Rogge suggested this week that New York would not benefit from post-9/11 sympathy.

Dan Doctoroff, New York’s deputy mayor and the bid chief, said, “We always say we don’t want any sympathy for 9/11. What we also say is that the world now sees, certainly the rest of America now sees, New York in a very different light, post-9/11. The values and traits New York exhibited -- courage, teamwork, resiliency, the ability to pick oneself up, patriotism -- those are exactly the Olympic values.”

In a letter to the USOC board, former New York mayor Rudolph Giuliani put it this way:

“The question is not just which city has the best chance of bringing the Olympic Games back to the United States. Perhaps the more important questions are which city symbolizes the world’s hopes and dreams? Which city has proven that it can meet and beat whatever challenges it faces? Which city will benefit more from the opportunity to rebuild better than it was before? Which city will best be able to welcome the world with open arms?

“Finally, which city will not only highlight the deeper meaning of the Olympics, but also hand the 2012 Games into history as an enduring symbol of the best of humanity united, working side by side, as one.”

Giuliani is expected to speak Saturday. So are the current mayor, Michael Bloomberg, and others who will underscore New York’s star power. Even some representing San Francisco have said the Northern California bid is an underdog.

Cribbs, however, said she remained “quietly confident.” An Olympic swimmer at the 1960 Games in Rome, Cribbs said, “You swim your own race.”

Point labeling dataset excerpts =>
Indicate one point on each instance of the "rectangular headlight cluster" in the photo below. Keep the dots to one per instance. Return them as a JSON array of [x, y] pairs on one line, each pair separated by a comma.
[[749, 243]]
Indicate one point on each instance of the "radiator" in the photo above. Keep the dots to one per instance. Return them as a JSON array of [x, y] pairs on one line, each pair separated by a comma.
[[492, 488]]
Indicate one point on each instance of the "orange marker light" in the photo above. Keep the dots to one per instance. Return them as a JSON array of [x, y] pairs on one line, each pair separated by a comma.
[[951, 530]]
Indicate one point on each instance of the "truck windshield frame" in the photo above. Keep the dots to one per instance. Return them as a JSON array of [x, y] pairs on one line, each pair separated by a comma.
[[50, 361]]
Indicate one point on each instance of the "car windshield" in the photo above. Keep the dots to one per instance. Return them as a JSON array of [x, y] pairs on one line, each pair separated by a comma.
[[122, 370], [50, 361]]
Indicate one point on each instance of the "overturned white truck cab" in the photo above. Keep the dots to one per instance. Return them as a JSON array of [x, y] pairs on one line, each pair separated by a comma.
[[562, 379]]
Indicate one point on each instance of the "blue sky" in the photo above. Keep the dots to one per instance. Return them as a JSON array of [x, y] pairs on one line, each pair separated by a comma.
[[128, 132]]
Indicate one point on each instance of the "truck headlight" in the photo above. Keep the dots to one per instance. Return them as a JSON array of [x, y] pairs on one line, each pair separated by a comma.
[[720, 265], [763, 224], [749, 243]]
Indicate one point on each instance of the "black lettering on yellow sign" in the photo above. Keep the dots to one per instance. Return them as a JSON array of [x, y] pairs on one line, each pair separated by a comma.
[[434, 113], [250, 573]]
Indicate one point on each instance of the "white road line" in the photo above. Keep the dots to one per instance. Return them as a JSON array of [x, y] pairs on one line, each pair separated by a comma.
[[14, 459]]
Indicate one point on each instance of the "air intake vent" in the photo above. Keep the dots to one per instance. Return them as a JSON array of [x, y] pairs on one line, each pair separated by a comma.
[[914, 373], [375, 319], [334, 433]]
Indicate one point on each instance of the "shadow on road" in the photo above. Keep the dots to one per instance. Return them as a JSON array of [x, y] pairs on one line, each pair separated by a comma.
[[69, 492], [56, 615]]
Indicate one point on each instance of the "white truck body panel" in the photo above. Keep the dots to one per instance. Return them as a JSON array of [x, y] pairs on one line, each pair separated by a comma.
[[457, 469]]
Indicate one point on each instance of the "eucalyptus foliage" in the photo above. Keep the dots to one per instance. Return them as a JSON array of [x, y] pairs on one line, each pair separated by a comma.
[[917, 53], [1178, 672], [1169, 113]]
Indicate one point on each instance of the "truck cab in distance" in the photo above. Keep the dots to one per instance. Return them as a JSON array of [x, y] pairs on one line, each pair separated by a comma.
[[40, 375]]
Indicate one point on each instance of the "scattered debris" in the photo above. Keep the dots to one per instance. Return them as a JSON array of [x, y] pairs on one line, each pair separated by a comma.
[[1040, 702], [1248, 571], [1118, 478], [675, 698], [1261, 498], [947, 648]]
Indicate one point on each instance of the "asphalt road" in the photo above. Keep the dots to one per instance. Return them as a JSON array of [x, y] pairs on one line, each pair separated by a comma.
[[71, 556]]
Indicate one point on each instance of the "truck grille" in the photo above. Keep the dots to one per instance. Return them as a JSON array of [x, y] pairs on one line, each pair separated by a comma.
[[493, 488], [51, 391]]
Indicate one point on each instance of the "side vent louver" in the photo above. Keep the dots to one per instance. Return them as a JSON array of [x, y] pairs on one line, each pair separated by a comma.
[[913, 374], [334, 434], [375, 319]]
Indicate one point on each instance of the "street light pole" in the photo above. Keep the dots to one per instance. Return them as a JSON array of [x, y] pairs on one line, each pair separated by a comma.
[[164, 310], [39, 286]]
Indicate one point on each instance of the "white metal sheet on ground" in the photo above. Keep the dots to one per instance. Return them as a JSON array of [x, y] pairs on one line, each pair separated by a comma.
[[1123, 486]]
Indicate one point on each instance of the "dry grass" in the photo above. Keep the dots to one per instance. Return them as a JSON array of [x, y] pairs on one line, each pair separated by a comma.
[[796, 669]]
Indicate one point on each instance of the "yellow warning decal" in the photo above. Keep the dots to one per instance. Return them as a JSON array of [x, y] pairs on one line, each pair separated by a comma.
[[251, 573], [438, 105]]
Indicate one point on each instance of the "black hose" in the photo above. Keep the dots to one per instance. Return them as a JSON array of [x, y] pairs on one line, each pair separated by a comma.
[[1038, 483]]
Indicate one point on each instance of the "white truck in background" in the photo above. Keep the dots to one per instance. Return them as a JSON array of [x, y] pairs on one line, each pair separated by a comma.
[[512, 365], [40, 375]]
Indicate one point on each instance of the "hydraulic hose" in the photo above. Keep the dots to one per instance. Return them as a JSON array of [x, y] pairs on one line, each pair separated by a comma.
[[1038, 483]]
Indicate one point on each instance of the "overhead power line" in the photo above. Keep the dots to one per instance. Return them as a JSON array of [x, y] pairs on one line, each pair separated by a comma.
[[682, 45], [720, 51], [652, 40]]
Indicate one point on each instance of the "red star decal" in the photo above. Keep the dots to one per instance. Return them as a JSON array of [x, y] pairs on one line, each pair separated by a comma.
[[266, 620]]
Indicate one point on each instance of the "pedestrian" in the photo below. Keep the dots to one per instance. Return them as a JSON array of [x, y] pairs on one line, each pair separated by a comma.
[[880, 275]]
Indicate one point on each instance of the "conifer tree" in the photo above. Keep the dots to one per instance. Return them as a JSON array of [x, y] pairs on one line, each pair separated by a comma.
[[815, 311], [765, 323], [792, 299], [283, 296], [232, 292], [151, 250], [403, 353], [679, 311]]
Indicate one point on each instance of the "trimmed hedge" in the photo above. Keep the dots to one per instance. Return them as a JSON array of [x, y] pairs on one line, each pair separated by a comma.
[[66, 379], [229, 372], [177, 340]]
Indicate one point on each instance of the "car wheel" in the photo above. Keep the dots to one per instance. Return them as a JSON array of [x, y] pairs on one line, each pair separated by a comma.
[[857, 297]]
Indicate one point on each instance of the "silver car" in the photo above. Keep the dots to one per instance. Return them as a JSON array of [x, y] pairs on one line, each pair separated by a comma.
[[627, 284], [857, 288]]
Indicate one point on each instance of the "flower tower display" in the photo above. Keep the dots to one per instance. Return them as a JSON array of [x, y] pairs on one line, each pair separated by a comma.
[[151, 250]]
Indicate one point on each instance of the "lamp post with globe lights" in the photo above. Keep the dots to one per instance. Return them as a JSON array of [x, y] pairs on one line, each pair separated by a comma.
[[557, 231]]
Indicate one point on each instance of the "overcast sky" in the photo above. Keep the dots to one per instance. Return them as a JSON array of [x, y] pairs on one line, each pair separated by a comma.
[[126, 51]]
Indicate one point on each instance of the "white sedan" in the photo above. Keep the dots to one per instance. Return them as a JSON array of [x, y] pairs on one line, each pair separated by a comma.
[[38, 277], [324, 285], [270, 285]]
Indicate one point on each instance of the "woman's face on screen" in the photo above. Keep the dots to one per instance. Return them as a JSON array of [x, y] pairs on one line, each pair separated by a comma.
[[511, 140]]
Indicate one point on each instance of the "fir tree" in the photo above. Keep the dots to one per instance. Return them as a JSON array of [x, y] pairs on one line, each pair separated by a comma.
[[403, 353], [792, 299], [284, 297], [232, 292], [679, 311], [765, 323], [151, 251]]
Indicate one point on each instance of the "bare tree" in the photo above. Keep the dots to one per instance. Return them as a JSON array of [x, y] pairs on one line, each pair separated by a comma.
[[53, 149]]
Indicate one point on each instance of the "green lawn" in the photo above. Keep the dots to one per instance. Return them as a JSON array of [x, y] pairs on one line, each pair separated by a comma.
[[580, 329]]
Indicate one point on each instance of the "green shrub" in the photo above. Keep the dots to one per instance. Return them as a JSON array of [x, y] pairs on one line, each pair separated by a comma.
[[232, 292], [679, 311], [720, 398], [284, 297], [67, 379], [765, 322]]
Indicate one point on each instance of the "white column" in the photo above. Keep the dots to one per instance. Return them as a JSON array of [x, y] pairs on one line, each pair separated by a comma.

INSTRUCTION => In the Olympic bid text, copy out everything from "In a letter" down to "with open arms?", swapping "letter" for "memo".

WRITTEN SOLUTION =>
In a memo to the USOC board, former New York mayor Rudolph Giuliani put it this way:

“The question is not just which city has the best chance of bringing the Olympic Games back to the United States. Perhaps the more important questions are which city symbolizes the world’s hopes and dreams? Which city has proven that it can meet and beat whatever challenges it faces? Which city will benefit more from the opportunity to rebuild better than it was before? Which city will best be able to welcome the world with open arms?